Dataset entries

>>

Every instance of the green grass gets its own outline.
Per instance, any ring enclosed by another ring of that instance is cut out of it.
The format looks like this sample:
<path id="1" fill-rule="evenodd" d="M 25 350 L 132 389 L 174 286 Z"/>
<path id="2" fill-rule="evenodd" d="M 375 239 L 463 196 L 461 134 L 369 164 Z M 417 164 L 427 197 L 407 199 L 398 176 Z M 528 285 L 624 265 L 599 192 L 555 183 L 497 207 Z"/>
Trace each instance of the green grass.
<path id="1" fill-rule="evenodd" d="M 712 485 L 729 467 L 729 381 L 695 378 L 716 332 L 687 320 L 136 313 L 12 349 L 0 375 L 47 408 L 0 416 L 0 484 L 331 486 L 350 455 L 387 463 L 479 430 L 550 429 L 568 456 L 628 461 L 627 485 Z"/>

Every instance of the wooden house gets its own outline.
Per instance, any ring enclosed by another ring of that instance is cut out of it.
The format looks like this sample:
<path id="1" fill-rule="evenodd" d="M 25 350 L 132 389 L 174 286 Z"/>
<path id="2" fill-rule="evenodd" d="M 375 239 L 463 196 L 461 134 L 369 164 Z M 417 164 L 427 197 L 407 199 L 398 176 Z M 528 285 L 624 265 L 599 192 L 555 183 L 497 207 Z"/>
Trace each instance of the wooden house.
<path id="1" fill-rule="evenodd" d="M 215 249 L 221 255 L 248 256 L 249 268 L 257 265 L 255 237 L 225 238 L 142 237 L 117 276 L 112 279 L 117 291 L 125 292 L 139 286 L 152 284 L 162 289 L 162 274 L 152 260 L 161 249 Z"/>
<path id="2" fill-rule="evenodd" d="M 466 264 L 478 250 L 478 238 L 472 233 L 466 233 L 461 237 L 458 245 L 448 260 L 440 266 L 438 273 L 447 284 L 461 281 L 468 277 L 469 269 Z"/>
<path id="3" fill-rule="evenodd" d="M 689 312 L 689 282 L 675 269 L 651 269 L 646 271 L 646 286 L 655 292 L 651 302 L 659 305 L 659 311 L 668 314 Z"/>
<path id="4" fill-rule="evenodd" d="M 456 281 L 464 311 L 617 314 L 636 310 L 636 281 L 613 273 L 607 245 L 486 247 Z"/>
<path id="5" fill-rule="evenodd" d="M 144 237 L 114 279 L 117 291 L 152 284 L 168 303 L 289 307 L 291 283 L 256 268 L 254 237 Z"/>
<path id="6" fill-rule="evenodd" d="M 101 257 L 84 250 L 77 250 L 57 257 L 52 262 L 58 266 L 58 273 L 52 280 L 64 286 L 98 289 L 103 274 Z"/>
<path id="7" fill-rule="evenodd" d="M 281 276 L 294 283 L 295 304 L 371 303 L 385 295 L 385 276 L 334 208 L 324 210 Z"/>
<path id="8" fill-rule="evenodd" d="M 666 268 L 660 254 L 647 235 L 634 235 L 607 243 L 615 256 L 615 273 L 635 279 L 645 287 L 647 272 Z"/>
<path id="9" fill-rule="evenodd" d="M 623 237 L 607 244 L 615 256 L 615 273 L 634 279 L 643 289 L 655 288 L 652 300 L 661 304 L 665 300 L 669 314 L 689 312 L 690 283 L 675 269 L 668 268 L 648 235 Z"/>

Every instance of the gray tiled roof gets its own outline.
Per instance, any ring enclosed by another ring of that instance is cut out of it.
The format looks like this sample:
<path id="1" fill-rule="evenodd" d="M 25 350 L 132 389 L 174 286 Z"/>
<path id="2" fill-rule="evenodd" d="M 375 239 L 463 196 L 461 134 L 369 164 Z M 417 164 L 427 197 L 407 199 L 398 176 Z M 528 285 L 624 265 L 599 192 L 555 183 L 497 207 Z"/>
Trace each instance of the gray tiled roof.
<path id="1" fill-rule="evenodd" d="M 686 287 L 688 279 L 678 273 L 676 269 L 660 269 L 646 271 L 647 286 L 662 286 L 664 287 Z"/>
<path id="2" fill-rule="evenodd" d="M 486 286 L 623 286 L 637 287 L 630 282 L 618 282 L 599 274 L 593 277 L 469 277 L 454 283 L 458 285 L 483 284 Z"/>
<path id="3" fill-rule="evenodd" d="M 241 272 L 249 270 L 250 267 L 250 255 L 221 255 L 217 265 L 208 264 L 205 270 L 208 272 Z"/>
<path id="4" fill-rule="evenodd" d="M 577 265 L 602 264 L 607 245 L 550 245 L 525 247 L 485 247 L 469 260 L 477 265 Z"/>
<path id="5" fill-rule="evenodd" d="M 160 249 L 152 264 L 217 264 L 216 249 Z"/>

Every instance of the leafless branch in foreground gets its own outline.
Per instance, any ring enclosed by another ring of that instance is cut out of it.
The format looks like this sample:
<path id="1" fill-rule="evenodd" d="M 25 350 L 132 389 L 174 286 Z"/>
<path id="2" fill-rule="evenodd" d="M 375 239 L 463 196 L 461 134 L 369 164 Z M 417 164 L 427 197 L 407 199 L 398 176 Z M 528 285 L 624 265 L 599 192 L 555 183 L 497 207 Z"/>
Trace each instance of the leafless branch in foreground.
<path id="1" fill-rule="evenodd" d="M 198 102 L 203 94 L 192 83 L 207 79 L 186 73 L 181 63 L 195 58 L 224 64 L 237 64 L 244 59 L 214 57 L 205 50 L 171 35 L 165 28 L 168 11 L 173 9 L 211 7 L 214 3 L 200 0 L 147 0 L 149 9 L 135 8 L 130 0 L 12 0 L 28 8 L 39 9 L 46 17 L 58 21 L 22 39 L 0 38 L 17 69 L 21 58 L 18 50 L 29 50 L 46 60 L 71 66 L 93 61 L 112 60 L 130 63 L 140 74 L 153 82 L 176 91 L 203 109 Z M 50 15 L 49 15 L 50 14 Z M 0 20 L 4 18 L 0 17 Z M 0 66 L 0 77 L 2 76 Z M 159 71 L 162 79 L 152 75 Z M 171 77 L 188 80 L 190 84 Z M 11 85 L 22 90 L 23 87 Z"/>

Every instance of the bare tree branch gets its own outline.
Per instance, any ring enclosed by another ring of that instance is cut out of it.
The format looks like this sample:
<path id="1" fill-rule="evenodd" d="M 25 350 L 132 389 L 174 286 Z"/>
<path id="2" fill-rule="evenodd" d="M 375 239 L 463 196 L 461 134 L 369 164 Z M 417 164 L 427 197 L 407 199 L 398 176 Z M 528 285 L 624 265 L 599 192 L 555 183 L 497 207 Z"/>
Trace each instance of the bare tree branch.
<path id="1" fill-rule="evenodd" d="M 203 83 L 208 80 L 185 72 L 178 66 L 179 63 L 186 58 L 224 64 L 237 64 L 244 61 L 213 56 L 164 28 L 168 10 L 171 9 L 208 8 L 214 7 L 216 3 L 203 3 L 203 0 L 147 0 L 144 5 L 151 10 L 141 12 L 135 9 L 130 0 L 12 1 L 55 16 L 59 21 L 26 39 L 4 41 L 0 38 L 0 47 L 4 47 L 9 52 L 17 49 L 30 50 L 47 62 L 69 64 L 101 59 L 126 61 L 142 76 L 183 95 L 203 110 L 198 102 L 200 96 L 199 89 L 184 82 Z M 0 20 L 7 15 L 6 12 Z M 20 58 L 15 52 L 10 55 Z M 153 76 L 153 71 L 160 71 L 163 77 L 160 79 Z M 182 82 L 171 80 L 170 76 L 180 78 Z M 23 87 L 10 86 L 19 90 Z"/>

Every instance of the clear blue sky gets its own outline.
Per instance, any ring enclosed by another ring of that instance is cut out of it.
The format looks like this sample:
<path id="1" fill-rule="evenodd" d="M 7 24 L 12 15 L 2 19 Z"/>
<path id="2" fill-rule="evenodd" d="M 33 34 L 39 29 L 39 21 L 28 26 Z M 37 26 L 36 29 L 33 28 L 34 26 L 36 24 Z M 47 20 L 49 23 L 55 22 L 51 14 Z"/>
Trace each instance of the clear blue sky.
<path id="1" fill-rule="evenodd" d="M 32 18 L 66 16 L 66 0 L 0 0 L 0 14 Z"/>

<<

Task goal
Rewrite the items from the first line through the line containing "712 485 L 729", inclusive, replacing "green grass" with "short grass" and leaving everything else unchanged.

Completed exercise
Every instance of the short grass gets its own outline.
Per instance, any ring enclosed by another ring of that instance is cut out of it.
The format looks like this sample:
<path id="1" fill-rule="evenodd" d="M 25 350 L 132 389 L 174 286 Z"/>
<path id="2" fill-rule="evenodd" d="M 375 239 L 463 196 L 461 134 L 369 164 Z M 417 164 L 427 197 L 407 199 L 398 176 Z M 528 285 L 624 265 L 599 192 L 555 183 L 497 207 Z"/>
Trace each instance of the short grass.
<path id="1" fill-rule="evenodd" d="M 712 485 L 729 467 L 729 381 L 695 378 L 716 332 L 687 320 L 136 313 L 12 349 L 0 375 L 47 408 L 0 416 L 0 484 L 331 486 L 350 455 L 387 463 L 479 430 L 550 429 L 568 456 L 628 461 L 627 485 Z"/>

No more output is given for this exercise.